*Task goal*
Format the listing from its first line through the line containing "716], [145, 739]]" as a numbered list, and leave out any blank lines.

═════ Data for this exercise ═════

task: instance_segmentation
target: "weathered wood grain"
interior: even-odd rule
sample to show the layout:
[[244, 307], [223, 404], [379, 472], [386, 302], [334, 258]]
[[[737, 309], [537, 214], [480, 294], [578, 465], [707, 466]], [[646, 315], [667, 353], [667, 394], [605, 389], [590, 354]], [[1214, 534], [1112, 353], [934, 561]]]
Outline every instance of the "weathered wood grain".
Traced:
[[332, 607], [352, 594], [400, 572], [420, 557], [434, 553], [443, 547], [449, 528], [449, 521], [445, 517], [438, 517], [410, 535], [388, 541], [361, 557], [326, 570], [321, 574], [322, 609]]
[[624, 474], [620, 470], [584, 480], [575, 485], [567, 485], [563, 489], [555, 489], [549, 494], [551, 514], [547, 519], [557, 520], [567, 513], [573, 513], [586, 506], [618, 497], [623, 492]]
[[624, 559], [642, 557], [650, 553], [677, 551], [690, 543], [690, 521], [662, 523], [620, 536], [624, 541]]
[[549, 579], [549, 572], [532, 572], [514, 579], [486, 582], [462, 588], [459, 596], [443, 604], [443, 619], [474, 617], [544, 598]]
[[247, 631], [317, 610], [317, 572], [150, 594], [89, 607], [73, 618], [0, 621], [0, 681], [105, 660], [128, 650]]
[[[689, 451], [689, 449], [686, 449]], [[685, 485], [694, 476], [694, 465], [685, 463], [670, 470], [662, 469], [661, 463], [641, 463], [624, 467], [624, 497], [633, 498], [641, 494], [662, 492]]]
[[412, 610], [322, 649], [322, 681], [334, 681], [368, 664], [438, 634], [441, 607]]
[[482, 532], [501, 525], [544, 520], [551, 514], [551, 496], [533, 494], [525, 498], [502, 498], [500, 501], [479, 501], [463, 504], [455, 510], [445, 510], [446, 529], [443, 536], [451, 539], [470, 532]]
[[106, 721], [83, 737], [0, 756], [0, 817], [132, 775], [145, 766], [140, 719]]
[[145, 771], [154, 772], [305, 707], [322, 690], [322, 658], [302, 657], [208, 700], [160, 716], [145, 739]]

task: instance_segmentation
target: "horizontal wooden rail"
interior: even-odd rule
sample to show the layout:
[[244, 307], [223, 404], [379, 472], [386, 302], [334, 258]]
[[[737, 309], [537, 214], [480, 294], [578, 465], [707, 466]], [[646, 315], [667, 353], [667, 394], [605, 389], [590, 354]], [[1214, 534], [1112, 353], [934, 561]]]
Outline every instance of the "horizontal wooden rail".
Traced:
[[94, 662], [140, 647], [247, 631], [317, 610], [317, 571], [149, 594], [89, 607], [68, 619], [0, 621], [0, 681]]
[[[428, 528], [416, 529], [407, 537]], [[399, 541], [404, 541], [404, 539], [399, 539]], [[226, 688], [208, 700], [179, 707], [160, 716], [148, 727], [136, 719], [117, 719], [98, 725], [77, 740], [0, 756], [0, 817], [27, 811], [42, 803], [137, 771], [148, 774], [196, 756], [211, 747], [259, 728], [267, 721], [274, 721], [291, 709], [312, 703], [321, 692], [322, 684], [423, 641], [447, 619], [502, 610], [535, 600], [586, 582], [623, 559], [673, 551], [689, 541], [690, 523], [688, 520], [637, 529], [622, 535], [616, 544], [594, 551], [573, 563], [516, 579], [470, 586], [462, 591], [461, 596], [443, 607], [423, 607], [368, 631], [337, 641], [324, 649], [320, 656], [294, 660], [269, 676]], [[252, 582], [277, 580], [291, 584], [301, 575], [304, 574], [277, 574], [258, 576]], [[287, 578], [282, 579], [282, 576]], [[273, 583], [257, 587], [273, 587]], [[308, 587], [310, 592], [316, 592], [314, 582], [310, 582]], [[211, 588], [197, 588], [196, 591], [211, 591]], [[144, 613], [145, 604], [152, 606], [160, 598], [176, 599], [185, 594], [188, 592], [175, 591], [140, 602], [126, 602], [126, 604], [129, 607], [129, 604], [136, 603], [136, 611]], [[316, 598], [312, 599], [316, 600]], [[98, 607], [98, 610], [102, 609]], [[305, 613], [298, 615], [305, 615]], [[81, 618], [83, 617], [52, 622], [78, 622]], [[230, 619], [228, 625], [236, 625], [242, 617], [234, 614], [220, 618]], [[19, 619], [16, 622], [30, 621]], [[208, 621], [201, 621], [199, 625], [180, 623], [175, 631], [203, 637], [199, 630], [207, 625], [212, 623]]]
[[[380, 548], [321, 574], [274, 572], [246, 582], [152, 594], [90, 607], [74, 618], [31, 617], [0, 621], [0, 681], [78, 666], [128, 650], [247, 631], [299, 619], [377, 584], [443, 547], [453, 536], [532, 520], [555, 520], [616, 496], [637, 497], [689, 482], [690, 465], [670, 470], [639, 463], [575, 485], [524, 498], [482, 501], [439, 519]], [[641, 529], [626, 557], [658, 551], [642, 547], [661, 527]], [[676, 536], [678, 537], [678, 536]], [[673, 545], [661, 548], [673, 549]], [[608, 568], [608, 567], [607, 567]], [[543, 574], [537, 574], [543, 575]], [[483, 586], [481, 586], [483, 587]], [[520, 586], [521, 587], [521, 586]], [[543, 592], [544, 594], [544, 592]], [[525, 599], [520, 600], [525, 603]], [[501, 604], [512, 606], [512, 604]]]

═════

*Solved problem*
1. task: instance_segmentation
2. target: "weathered wood grain"
3. interior: even-odd rule
4. sample to show the layout:
5. [[244, 307], [223, 404], [379, 472], [386, 302], [334, 258]]
6. [[[737, 309], [537, 214], [480, 294], [578, 465], [707, 466]], [[646, 315], [667, 353], [667, 394], [605, 389], [590, 354]], [[1214, 534], [1112, 353], [934, 561]]]
7. Outline every instance of the "weathered wood grain".
8. Traced:
9. [[332, 607], [352, 594], [400, 572], [420, 557], [434, 553], [443, 547], [449, 528], [449, 521], [445, 517], [438, 517], [410, 535], [388, 541], [361, 557], [326, 570], [321, 574], [322, 609]]
10. [[624, 474], [620, 470], [584, 480], [575, 485], [567, 485], [563, 489], [555, 489], [549, 494], [551, 514], [547, 519], [557, 520], [567, 513], [573, 513], [586, 506], [618, 497], [623, 492]]
11. [[624, 559], [642, 557], [650, 553], [677, 551], [690, 543], [690, 521], [662, 523], [620, 536], [624, 541]]
12. [[549, 579], [549, 572], [532, 572], [514, 579], [486, 582], [462, 588], [459, 596], [443, 604], [443, 619], [474, 617], [544, 598]]
13. [[247, 631], [317, 610], [317, 572], [150, 594], [89, 607], [73, 618], [0, 621], [0, 681], [105, 660], [128, 650]]
14. [[[689, 451], [689, 449], [686, 449]], [[685, 485], [694, 476], [694, 465], [685, 463], [670, 470], [662, 469], [661, 463], [641, 463], [624, 467], [624, 497], [633, 498], [641, 494], [662, 492]]]
15. [[412, 610], [322, 649], [322, 681], [334, 681], [368, 664], [438, 634], [441, 607]]
16. [[482, 532], [501, 525], [544, 520], [551, 514], [551, 496], [533, 494], [525, 498], [502, 498], [500, 501], [479, 501], [463, 504], [455, 510], [445, 510], [446, 529], [443, 536], [451, 539], [470, 532]]
17. [[106, 721], [83, 737], [0, 756], [0, 817], [132, 775], [145, 766], [140, 719]]
18. [[145, 771], [154, 772], [305, 707], [322, 690], [322, 658], [302, 657], [208, 700], [160, 716], [145, 739]]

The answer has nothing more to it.